■ TASK REQUIREMENTS ■
For the data below, count the lines that have the string "instance" and state that number by itself.

Extracted data entries:
=-=-=

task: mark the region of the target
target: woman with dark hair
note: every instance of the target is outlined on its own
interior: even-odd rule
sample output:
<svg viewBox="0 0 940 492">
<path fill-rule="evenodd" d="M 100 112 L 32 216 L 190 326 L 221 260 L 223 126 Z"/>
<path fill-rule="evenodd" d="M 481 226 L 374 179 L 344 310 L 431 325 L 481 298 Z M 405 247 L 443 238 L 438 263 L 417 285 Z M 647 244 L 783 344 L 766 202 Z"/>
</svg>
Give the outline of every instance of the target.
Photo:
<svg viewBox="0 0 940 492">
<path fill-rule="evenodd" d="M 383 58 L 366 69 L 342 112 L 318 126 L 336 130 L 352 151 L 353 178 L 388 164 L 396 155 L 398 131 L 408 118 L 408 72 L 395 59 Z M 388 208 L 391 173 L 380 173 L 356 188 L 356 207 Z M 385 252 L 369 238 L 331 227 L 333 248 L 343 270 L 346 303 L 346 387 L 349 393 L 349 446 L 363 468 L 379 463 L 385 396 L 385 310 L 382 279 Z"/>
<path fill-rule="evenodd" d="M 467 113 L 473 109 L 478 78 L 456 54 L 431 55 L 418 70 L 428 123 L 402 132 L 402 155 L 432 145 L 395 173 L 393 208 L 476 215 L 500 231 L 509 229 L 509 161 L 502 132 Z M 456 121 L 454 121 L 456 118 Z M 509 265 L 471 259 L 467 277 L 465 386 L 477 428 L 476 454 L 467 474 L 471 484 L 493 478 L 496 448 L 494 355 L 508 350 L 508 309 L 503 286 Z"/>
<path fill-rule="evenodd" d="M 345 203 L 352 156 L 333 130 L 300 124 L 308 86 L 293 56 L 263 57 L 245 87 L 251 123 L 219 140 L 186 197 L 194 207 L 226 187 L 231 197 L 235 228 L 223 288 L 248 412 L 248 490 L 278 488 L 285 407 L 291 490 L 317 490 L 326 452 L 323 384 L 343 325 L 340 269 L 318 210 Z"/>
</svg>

=-=-=

■ YOUR SOLUTION ■
2